__WHAT NEEDS TO BE DONE__
Report each line of the items below that contains the word "frame", copying every such line in full.

──────── EXERCISE INPUT ────────

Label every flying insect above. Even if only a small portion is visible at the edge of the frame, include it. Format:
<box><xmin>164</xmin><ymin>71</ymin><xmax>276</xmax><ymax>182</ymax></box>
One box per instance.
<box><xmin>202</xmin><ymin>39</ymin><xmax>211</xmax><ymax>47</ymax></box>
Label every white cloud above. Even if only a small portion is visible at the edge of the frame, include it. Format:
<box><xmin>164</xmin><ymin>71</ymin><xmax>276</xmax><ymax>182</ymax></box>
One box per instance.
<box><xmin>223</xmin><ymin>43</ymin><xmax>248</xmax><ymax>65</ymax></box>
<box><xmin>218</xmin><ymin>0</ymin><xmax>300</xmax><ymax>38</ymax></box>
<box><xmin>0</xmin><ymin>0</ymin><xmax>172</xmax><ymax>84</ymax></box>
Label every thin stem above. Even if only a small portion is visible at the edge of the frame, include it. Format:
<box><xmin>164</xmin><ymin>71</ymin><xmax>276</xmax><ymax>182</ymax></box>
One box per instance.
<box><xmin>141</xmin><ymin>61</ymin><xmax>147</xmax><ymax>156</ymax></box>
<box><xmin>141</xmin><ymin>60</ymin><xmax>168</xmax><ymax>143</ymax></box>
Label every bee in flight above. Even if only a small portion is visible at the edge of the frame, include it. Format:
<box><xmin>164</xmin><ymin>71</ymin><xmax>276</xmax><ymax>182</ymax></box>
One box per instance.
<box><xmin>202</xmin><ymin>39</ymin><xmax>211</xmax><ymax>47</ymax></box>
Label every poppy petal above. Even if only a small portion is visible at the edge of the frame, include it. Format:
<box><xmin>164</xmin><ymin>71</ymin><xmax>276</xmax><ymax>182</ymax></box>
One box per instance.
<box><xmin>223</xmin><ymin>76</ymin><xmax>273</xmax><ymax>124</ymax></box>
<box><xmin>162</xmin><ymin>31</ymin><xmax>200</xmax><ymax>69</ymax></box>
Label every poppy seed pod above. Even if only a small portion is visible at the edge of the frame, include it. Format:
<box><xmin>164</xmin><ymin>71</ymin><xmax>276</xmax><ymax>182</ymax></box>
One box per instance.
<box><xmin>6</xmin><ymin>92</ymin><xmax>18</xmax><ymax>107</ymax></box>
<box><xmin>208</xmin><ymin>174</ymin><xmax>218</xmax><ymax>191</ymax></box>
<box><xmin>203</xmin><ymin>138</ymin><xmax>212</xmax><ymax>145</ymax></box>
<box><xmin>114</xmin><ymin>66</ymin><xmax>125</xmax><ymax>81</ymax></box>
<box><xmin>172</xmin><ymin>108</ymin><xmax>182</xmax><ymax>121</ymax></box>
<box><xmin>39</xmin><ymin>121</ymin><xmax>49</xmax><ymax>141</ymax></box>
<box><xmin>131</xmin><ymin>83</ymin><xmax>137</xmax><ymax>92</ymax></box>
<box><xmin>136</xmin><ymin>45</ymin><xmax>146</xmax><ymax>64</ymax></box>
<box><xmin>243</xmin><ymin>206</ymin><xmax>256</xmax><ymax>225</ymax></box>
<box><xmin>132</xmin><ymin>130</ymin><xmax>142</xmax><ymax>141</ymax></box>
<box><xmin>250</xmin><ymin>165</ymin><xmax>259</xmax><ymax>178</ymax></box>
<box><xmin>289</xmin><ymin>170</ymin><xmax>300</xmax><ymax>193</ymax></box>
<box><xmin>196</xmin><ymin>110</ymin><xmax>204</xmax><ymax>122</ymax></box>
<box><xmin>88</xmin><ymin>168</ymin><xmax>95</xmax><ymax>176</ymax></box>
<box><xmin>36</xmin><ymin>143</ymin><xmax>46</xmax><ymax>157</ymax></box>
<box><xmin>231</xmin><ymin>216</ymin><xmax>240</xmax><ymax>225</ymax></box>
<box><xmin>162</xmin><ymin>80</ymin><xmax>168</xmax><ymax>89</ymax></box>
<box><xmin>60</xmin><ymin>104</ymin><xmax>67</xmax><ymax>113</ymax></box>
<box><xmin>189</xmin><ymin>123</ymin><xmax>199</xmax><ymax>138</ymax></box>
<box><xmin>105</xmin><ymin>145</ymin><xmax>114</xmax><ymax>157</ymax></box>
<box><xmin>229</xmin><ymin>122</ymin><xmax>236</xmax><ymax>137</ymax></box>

────────

__FINISHED EXERCISE__
Label every flying insect above. Even if only a small portion is visible at the edge of the frame, include it. Format:
Label every white cloud above. Even if only a small portion is visible at the edge of the frame, include it. Format:
Label every thin stem above. Even if only a small portion is visible at the edge of the frame, include it. Format:
Label every bee in flight above. Even if only a small portion is visible at the edge of the frame, include it. Format:
Label every poppy petal above. Even if only a small portion is visible at the edge of the frame, include it. Format:
Label every poppy seed pod above. Even if only a small portion is visible at the edge of the frame, include it. Format:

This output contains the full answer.